**Text**.

·5 min read

Parallelism and Rate Limit for Workflow And QStash

Sancar KoyunluSancar KoyunluSenior Software Engineer @Upstash

Parallelism and Rate Limits for Workflow and QStash

We are excited to announce the release of Flow-Control, a new feature that lets you set Rate and Parallelism limits for QStash Publish and Workflow.

This blog is divided into four sections for easier reading:

Motivation

Our community drives our development. We’ve heard your feedback on two key points:

  • Workflow: Our Workflow product is gaining traction. However, it launched without built-in rate or parallelism limits. The existing parallelism control via Queues was not suitable for Workflow.
  • Queue Limitations: Many users relied on Queue Parallelism to prevent bursts on their endpoints. However, queues had per-plan limits due to memory/CPU allocation constraints. The new design removes these restrictions, allowing you to configure limits based on your application’s needs without worrying about plan limits.

To solve these issues, we developed Flow-Control, which works for both Workflow and QStash.

How It Works

  • Rate Limit: This defines the maximum number of calls per second. Calls within the same FlowControl key contribute to the rate count. Instead of rejecting excess calls, QStash delays them for execution in later seconds, respecting the limit.
  • Parallelism Limit: This controls the number of concurrent executions. Unlike rate limiting, execution duration matters. At no time will there be more than the specified number of active calls. If the limit is reached, other publishes will wait until a slot is available and, once one finishes, they will continue.
  • Using Rate and Parallelism Together: Both parameters can be combined. For example, with a rate of 10 per second and parallelism of 20, if each request takes a minute to complete, QStash will trigger 10 calls in the first second and another 10 in the next. Since none of them will have finished, the system will wait until one completes before triggering another.

How to Use It

QStash

Here’s an example of using Flow-Control with QStash:

const client = new Client({ token: "<QStash_TOKEN>" });
 
await client.publishJSON({
    url: "https://my-api...",
    body: { hello: "world" },
    flowControl: { key: "app1", parallelism: 3, rate: 10 },
});

For more details and other SDKs, see the documentation here.

Workflow

There are two main use cases for Flow-Control in Workflow:

  1. Limiting the Workflow Environment: Controlling the execution environment.

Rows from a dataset
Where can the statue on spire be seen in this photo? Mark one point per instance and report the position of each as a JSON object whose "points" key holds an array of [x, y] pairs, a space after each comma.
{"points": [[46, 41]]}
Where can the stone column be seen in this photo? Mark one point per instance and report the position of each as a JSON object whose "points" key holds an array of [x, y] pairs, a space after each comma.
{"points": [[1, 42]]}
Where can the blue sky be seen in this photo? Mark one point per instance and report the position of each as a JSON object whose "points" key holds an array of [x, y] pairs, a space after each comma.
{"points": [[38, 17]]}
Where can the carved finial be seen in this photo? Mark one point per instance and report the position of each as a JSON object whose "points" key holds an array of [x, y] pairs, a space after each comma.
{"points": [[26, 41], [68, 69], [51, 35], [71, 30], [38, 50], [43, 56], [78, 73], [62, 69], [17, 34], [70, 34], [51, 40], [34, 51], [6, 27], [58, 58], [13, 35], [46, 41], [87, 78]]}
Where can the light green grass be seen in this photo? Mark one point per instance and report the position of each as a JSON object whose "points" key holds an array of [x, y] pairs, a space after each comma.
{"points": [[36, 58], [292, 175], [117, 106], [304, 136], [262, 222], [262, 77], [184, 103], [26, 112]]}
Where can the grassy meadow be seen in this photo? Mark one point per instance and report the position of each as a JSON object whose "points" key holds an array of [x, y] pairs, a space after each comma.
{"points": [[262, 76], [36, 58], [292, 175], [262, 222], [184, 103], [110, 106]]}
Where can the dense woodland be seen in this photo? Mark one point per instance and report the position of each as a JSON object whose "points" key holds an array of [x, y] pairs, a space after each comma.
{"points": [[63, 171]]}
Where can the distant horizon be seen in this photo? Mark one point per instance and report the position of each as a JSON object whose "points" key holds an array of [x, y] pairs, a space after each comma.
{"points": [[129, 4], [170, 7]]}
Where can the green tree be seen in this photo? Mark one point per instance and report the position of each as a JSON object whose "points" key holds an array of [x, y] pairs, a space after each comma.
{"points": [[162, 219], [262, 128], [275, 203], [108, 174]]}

**What to work on**.
Extend the Flow-Control announcement for Workflow and QStash, starting after its last sentence. These records have no connection to the text.

**The response**.
  2. Limiting External API Calls: Preventing excessive requests to external services.

Limiting the Workflow Environment

To limit the execution environment, you need to configure both the serve and trigger methods. When configured, all the steps of the workflow will respect the limits. Due to the nature of the Workflow SDK, QStash calls the serve method multiple times. This means that to stay within the limits of the deployed environments, the given rate will be applied to all calls going from QStash servers to the serve method.

Note that if there are multiple Workflows running in the same environment, their steps can interleave, but overall rate and parallelism limits will be respected if they share the same flowControl key.

  • In the serve method:
export const { POST } = serve<string>(
    async (context) => {
        await context.run("step-1", async () => {
            return someWork();
        });
    },
    {
        flowControl: { key: "app1", parallelism: 3, rate: 10 }
    }
);

For more details, see the documentation on Rate and Parallelism.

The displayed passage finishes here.